start Dataset records

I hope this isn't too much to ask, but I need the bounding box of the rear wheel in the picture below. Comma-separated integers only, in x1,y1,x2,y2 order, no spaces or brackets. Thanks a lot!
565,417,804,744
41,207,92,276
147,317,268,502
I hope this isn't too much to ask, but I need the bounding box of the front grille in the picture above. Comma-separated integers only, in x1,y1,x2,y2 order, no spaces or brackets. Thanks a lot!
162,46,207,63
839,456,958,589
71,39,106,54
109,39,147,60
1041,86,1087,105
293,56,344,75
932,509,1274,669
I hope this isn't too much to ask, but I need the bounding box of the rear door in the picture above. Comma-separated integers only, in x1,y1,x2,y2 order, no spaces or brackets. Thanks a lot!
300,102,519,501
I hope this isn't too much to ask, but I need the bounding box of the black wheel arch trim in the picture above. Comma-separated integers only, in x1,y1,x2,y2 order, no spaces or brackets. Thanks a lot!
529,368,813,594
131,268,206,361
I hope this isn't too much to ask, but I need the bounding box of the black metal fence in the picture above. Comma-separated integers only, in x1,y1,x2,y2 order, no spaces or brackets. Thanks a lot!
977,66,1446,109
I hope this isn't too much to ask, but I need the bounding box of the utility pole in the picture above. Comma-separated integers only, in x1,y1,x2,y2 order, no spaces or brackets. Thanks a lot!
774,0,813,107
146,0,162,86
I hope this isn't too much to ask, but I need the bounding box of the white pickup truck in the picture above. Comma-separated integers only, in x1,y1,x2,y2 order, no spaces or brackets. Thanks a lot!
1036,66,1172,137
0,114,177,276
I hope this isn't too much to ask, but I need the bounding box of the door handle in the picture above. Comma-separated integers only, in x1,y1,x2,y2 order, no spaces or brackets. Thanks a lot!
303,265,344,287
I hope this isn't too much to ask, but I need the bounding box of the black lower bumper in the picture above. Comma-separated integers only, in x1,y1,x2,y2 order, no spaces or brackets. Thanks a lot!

end Dataset records

Objective
Tally the lines of the material that contain the string "above", treating uppercase and lowercase as distinct. Reply with the number only.

Task answer
8